[Labeled-object pointing entries]
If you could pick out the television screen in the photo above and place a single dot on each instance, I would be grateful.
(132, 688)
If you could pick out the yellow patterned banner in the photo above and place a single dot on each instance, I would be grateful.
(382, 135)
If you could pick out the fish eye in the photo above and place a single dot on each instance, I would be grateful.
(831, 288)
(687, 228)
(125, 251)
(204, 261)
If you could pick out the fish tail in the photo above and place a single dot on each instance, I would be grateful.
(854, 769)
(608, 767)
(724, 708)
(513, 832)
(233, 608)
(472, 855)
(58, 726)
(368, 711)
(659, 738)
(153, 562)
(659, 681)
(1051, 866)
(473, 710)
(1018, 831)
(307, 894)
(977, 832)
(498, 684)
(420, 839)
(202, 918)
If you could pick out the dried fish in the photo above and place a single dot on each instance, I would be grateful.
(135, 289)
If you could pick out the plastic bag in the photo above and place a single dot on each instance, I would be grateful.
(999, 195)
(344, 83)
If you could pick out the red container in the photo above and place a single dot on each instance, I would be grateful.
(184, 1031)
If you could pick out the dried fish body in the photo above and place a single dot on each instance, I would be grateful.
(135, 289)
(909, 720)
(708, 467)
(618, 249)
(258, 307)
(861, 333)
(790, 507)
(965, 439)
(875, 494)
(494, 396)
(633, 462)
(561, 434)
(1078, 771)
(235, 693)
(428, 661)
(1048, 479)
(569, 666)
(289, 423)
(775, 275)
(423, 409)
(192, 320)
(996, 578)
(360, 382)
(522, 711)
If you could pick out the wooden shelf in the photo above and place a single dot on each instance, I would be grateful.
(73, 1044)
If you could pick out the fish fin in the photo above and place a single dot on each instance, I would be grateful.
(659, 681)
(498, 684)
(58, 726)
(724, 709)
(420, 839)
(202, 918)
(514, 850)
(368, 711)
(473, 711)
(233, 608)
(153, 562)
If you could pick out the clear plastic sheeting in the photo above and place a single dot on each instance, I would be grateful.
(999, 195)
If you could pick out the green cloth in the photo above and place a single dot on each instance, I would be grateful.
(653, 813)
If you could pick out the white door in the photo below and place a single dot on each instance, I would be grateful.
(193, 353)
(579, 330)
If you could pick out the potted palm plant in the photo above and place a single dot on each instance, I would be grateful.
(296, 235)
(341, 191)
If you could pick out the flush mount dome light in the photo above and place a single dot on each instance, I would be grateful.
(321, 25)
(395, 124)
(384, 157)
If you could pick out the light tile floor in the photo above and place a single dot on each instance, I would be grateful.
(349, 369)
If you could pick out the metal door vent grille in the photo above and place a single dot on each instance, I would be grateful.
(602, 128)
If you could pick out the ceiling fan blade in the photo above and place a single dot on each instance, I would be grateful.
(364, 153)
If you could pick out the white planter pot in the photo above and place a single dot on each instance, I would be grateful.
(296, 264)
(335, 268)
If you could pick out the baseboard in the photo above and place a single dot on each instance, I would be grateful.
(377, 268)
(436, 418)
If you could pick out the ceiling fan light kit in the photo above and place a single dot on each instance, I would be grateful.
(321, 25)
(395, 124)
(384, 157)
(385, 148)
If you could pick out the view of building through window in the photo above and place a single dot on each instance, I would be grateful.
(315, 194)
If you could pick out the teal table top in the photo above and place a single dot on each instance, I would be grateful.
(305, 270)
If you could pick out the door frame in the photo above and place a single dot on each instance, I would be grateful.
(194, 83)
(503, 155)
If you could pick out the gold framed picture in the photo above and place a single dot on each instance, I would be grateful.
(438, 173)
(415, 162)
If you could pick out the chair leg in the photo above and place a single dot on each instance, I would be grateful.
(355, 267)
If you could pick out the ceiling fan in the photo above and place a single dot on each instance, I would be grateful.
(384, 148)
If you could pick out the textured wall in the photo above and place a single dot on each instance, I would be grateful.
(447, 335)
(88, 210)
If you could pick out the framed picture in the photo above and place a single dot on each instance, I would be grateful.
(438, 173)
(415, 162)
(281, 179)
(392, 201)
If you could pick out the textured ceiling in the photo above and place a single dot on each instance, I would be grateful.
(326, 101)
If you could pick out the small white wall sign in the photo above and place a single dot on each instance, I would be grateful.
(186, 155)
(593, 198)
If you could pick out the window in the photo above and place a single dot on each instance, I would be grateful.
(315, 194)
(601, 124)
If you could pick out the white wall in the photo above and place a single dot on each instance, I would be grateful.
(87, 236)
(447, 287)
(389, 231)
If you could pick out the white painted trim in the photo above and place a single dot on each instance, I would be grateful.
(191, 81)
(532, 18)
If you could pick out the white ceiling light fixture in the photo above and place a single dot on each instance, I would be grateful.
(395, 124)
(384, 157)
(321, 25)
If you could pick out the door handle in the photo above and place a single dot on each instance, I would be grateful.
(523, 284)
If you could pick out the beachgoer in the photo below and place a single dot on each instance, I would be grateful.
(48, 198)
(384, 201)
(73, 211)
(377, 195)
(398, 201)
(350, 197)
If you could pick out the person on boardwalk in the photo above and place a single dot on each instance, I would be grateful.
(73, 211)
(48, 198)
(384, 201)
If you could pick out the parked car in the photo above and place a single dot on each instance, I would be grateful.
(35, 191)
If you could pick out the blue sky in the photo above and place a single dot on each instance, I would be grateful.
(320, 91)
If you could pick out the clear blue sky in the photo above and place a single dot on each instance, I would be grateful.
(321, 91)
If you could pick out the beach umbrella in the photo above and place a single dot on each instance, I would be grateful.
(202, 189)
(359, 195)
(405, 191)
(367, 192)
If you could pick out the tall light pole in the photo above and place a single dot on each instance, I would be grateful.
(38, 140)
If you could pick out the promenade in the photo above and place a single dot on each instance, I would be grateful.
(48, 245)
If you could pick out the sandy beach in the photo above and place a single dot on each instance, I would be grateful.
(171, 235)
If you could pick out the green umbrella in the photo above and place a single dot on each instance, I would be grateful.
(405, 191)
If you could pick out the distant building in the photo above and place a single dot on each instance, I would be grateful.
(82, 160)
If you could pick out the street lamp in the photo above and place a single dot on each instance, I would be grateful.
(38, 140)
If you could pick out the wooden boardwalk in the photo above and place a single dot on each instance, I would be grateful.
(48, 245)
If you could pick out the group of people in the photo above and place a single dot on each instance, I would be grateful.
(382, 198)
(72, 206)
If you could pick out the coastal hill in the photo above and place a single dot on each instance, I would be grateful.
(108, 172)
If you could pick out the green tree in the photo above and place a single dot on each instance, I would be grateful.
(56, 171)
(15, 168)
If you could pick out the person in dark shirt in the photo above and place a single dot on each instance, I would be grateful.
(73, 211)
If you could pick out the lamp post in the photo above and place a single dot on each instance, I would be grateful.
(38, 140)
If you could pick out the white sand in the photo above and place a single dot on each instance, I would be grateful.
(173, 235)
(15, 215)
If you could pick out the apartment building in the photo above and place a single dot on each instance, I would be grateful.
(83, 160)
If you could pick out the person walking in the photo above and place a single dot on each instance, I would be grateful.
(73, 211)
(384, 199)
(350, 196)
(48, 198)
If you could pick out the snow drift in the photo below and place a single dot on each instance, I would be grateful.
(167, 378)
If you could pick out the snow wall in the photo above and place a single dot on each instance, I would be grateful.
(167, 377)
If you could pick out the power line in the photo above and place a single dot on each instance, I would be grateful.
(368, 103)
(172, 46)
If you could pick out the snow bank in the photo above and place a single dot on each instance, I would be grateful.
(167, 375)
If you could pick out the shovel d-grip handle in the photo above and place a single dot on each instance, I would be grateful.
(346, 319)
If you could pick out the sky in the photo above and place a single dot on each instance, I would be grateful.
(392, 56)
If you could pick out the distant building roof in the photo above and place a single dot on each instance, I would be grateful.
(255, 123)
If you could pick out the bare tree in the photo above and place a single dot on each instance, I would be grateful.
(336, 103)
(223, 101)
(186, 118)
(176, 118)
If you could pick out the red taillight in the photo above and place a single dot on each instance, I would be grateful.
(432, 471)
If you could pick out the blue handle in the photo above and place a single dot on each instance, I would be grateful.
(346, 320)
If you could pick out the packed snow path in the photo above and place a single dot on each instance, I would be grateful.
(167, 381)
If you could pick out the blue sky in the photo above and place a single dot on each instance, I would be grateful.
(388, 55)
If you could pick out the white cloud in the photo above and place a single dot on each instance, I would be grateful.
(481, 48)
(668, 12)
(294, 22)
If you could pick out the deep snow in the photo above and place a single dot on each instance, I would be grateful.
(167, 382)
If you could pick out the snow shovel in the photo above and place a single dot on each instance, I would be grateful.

*Work instructions*. Reproduce exactly the lines from the one with "If you could pick out the person walking" through the end of the entries above, both ends included.

*Complete answer*.
If you could pick out the person walking in the photo above and place a single dot on each instance, I would be grateful.
(73, 211)
(384, 199)
(350, 196)
(48, 198)
If you could pick out the snow drift in the photo below and place a single dot on each instance, I would be grateful.
(167, 378)
If you could pick out the snow wall in the photo above and place a single dot on each instance, I would be grateful.
(167, 377)
If you could pick out the power line in the photo above and place a single dot on each instance, I would be grateful.
(368, 103)
(172, 46)
If you could pick out the snow bank in the photo above and place a single dot on each instance, I would be grateful.
(167, 375)
If you could pick out the shovel d-grip handle in the photo above and place a single dot on each instance, I would be grateful.
(346, 319)
If you could pick out the sky in the photo above and place a single dot on each instance, I would be grateful.
(392, 56)
If you could pick out the distant building roof in the photo above and place a single dot on each instance, I would be grateful.
(255, 123)
If you could pick out the bare tree in the photo above and place a single dot on each instance, I would be grateful.
(336, 103)
(223, 101)
(186, 118)
(176, 118)
If you could pick out the red taillight in the photo above and place a single dot on each instance, I would be grateful.
(432, 471)
If you could pick out the blue handle in the photo above and place a single dot on each instance, I would be grateful.
(346, 320)
If you could pick out the packed snow path in the photo above and place a single dot on each instance, I would be grateful.
(167, 381)
If you could pick out the blue sky in the photo above and place a single dot on each instance, I would be grateful.
(388, 55)
If you could pick out the white cloud in the photo above and place a single dot on each instance, I would be grateful.
(481, 48)
(668, 12)
(294, 22)
If you could pick out the deep snow in the photo above and place a single dot on each instance, I would be grateful.
(167, 382)
If you could pick out the snow shovel in the photo above and place a single dot on each instance, I would be grateful.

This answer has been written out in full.